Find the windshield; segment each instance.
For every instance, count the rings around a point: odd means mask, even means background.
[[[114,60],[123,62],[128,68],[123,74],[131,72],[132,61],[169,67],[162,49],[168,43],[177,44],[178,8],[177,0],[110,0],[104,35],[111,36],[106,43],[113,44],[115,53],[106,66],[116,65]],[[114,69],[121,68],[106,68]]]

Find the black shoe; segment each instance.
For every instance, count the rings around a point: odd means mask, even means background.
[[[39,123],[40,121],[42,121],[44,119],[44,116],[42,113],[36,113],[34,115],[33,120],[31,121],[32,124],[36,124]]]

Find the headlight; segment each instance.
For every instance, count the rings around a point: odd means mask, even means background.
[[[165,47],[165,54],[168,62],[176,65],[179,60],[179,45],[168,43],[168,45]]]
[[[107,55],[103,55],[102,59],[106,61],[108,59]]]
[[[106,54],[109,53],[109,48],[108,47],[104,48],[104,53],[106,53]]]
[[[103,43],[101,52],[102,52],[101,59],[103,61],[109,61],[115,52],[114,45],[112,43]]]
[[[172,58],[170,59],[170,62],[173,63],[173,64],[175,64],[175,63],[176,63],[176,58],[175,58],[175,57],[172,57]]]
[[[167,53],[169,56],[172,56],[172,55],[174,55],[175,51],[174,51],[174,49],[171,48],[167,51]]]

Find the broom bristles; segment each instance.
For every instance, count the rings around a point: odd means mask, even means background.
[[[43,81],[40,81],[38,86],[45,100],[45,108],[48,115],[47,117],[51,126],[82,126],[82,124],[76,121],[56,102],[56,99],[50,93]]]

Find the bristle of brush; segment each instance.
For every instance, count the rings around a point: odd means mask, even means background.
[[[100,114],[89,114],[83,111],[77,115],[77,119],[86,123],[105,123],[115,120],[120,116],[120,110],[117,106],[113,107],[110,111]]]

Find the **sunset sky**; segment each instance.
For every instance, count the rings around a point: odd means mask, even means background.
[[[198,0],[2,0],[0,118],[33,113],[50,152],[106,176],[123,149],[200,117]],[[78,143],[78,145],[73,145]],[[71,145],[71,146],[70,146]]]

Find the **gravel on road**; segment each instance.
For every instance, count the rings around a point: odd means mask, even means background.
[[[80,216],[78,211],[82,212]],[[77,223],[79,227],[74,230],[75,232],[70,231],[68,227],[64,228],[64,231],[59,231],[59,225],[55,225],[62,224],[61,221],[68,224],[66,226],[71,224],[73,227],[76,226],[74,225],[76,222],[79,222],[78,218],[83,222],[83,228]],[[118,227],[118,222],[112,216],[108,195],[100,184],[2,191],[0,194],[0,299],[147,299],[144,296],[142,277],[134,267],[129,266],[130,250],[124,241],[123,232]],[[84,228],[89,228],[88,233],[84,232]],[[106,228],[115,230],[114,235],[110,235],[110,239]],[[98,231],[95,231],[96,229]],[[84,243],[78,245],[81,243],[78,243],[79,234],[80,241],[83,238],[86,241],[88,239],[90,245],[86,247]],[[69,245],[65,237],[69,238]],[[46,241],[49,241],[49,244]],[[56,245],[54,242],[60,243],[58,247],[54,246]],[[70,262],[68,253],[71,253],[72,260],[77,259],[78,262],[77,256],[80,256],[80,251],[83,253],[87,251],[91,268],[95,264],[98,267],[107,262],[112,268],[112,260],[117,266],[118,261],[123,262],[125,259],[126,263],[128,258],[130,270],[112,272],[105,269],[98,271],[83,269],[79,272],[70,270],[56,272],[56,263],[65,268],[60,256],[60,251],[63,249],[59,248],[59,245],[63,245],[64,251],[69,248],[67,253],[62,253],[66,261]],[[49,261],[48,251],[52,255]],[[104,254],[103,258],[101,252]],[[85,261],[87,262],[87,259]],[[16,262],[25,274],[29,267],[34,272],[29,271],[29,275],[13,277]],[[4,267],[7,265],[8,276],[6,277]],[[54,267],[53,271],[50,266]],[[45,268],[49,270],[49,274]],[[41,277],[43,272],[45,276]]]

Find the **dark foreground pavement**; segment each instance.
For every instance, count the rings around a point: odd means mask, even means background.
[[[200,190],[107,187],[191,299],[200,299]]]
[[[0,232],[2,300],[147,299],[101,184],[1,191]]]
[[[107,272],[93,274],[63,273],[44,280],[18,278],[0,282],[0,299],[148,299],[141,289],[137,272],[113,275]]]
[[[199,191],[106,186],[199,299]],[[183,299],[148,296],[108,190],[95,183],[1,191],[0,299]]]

____________

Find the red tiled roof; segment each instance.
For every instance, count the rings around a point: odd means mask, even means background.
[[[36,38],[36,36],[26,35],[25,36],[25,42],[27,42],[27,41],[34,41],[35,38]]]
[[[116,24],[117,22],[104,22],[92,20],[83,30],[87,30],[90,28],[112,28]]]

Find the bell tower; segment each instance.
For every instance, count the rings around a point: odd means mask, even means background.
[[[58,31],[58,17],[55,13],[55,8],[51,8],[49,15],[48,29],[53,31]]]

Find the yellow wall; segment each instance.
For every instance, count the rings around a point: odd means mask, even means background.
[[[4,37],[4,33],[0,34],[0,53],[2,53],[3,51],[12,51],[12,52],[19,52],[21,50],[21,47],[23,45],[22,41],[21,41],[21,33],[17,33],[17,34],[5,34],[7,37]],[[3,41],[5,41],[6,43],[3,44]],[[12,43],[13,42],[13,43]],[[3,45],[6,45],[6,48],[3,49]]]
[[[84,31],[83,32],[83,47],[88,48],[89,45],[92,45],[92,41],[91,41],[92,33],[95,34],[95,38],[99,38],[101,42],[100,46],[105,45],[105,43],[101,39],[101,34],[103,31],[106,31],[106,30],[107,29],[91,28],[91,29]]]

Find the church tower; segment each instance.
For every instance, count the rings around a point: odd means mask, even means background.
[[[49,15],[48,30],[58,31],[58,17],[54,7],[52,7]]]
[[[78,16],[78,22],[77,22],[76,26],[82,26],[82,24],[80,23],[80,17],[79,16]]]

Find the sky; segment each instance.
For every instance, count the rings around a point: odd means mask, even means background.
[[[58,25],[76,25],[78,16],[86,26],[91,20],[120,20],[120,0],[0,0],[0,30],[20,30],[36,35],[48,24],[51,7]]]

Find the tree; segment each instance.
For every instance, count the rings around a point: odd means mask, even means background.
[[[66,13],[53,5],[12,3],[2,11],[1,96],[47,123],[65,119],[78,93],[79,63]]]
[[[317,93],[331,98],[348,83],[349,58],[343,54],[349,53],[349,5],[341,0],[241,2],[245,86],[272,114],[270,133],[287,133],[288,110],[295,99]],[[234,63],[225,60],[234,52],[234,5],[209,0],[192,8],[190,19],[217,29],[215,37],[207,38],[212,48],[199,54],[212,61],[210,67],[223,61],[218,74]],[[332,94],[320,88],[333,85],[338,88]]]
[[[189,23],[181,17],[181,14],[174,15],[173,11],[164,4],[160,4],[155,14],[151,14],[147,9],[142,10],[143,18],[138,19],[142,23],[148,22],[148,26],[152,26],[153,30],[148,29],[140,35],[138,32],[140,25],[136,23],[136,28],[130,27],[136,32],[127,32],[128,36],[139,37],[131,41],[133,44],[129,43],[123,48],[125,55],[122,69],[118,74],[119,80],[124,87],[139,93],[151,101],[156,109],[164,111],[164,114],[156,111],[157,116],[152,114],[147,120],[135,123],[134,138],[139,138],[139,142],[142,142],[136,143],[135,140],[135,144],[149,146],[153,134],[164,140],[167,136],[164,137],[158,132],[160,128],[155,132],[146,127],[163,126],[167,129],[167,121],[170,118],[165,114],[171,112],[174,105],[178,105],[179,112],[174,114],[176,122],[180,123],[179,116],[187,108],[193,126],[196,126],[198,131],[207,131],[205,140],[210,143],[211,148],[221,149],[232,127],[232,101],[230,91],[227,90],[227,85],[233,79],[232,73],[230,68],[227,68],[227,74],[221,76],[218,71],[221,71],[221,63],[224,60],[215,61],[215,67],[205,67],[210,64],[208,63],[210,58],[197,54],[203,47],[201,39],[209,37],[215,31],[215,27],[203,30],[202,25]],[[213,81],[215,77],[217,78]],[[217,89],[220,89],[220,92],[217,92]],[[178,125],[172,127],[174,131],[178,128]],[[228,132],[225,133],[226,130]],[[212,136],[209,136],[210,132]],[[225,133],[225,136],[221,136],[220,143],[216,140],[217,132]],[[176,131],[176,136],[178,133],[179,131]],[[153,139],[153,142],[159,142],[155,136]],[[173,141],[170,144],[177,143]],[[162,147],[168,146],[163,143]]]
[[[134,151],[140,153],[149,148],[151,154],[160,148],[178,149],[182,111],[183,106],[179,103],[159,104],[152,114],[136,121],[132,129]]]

____________

Please, from the material above, copy only the lines from the line with "Find the church tower; segment each instance." up to and including the line with "Find the tree; segment each instance.", exactly as written.

Find the church tower; segment each instance.
For every instance, count the rings around a point: odd means mask, even means background.
[[[49,15],[48,30],[58,31],[58,17],[54,7],[52,7]]]
[[[78,16],[78,22],[77,22],[76,26],[82,26],[82,24],[80,23],[80,17],[79,16]]]

Find the sky; segment each instance.
For every instance, count the rings around a point: odd means mask, even means background.
[[[58,25],[76,25],[78,16],[86,26],[91,20],[120,20],[120,0],[0,0],[0,30],[20,30],[36,35],[48,24],[51,7]]]

Find the tree; segment each instance.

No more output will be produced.